Постепенно спектакль начал облекаться в плоть и кровь. Определилась игра артистов, появились костюмы, стал ясен танец, и Прокофьев увидел, что мы „тоже люди“, которые способны в конце концов понять хорошую музыку и даже сделать зримой, воплотив ее в танце.

Увидев это, он поверил нам, а поверив, смягчился. Постепенно в нашем общении начало исчезать то, что мы принимали за его высокомерие и за что так не любили композитора поначалу. Исчезла и нетерпимость Прокофьева к нашим просьбам и замечаниям: он стал прислушиваться к ним с большим интересом и расположенностью… Так зародилась симпатия, которая очень скоро превратилась в горячую и искреннюю взаимную любовь исполнителей балета и его композитора, — любовь тем более драгоценную, что она прошла через горнило „взаимных горечей, бед и обид“, через все этапы трудных и сложных отношений работников двух взаимосвязанных искусств — музыки и балета, которым вначале казалось, что они никогда не поймут друг друга.

После премьеры Сергей Сергеевич, взволнованный и довольный, выходил вместе с нами на бесчисленные вызовы. А потом мы собрались на дружеский ужин, и я позволила себе произнести „дерзкий тост“, сказав, что „нет повести печальнее на свете, чем музыка Прокофьева в балете“. Все восприняли это, конечно, как веселую шутку, и Прокофьев первый заразительно смеялся над ней» [14].

========================================

**Задание**
Воспроизведите полностью и без изменений приведенный выше фрагмент о Прокофьеве и работе над балетом.

========================================

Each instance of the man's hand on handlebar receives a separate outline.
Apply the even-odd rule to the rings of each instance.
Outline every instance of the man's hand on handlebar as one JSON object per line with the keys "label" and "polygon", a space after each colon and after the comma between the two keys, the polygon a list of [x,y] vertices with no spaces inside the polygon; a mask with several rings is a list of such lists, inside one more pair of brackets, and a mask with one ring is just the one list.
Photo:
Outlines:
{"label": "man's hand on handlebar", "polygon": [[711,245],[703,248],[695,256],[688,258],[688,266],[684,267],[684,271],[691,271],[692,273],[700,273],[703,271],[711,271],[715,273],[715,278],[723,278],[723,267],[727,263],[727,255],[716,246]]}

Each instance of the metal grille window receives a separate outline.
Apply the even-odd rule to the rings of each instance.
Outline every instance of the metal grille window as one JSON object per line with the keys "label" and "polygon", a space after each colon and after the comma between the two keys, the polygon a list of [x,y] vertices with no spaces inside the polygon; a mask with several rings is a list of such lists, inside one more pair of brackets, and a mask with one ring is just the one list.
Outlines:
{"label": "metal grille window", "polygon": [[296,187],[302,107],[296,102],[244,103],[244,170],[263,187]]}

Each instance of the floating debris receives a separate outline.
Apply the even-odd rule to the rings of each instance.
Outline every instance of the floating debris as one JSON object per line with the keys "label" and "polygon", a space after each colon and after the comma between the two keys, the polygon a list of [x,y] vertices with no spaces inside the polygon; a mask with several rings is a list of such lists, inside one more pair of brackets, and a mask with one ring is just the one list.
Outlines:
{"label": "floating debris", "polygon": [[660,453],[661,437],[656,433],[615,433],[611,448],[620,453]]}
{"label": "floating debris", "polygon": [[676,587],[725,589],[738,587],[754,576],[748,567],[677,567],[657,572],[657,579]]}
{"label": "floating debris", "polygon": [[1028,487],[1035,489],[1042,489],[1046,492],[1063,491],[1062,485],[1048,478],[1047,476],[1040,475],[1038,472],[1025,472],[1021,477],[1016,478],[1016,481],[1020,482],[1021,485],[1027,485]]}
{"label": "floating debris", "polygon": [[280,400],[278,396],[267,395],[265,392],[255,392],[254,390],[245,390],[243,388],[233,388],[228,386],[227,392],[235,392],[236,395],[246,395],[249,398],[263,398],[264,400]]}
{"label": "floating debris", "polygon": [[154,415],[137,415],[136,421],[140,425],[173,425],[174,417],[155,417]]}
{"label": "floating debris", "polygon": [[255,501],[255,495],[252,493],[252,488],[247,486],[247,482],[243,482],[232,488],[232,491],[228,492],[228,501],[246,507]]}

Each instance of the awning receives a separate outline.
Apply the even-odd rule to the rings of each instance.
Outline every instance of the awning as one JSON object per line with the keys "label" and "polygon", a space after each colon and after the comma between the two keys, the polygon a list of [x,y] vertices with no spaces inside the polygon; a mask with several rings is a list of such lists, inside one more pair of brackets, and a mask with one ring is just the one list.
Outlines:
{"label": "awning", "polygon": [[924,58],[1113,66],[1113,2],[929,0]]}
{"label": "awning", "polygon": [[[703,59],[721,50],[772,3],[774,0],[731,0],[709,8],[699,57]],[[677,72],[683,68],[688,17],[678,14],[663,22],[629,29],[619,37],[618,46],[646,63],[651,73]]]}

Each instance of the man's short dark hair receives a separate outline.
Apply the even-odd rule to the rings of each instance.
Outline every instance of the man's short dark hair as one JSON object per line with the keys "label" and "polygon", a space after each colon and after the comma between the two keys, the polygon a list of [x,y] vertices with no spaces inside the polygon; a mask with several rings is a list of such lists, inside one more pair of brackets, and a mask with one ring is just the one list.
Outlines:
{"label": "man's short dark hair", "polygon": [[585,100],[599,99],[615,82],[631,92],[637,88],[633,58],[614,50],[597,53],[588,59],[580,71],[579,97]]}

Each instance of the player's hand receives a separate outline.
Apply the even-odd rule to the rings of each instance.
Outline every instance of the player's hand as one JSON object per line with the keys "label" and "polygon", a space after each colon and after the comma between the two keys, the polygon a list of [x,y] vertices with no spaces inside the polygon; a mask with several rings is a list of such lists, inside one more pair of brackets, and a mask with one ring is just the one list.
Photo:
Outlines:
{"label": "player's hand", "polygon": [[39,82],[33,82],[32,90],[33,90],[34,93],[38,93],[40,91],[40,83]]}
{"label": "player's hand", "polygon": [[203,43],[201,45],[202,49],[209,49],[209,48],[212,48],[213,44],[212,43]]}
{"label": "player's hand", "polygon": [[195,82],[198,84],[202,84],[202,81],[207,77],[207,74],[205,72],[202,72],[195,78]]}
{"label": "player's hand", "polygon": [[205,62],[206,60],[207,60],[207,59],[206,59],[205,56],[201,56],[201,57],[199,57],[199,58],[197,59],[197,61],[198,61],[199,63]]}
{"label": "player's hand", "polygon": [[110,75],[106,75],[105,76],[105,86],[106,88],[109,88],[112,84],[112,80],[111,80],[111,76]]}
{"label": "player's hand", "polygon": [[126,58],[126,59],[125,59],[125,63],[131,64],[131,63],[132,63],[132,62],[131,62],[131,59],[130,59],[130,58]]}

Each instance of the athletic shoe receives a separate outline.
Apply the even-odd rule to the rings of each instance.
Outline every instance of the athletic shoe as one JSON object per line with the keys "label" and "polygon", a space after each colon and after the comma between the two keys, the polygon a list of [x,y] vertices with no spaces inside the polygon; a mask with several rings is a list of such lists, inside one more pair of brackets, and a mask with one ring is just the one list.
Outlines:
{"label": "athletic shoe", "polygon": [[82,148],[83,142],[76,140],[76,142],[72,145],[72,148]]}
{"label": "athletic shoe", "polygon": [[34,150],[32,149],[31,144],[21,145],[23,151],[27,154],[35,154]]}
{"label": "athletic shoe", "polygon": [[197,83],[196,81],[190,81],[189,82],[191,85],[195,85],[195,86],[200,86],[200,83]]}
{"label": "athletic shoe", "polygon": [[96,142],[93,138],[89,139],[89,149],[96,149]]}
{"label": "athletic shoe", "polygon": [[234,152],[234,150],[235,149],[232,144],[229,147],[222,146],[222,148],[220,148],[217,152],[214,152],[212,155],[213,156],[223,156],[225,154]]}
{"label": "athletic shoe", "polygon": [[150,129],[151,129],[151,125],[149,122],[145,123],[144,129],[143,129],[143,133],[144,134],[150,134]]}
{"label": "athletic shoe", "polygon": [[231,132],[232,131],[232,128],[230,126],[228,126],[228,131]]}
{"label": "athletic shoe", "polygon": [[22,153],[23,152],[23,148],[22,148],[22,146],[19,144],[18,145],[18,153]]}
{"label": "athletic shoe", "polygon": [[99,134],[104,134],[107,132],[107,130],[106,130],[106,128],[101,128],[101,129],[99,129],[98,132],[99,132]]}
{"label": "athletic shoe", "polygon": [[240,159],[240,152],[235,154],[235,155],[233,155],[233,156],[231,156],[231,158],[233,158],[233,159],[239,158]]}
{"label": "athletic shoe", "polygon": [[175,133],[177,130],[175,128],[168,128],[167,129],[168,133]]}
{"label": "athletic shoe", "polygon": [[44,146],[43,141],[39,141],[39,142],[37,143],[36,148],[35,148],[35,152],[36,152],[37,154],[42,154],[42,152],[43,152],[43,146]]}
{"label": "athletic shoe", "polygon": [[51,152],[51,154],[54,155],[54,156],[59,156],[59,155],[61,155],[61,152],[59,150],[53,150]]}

========================================

**Ответ**
Постепенно спектакль начал облекаться в плоть и кровь. Определилась игра артистов, появились костюмы, стал ясен танец, и Прокофьев увидел, что мы „тоже люди“, которые способны в конце концов понять хорошую музыку и даже сделать зримой, воплотив ее в танце.

Увидев это, он поверил нам, а поверив, смягчился. Постепенно в нашем общении начало исчезать то, что мы принимали за его высокомерие и за что так не любили композитора поначалу. Исчезла и нетерпимость Прокофьева к нашим просьбам и замечаниям: он стал прислушиваться к ним с большим интересом и расположенностью… Так зародилась симпатия, которая очень скоро превратилась в горячую и искреннюю взаимную любовь исполнителей балета и его композитора, — любовь тем более драгоценную, что она прошла через горнило „взаимных горечей, бед и обид“, через все этапы трудных и сложных отношений работников двух взаимосвязанных искусств — музыки и балета, которым вначале казалось, что они никогда не поймут друг друга.

После премьеры Сергей Сергеевич, взволнованный и довольный, выходил вместе с нами на бесчисленные вызовы. А потом мы собрались на дружеский ужин, и я позволила себе произнести „дерзкий тост“, сказав, что „нет повести печальнее на свете, чем музыка Прокофьева в балете“. Все восприняли это, конечно, как веселую шутку, и Прокофьев первый заразительно смеялся над ней» [14].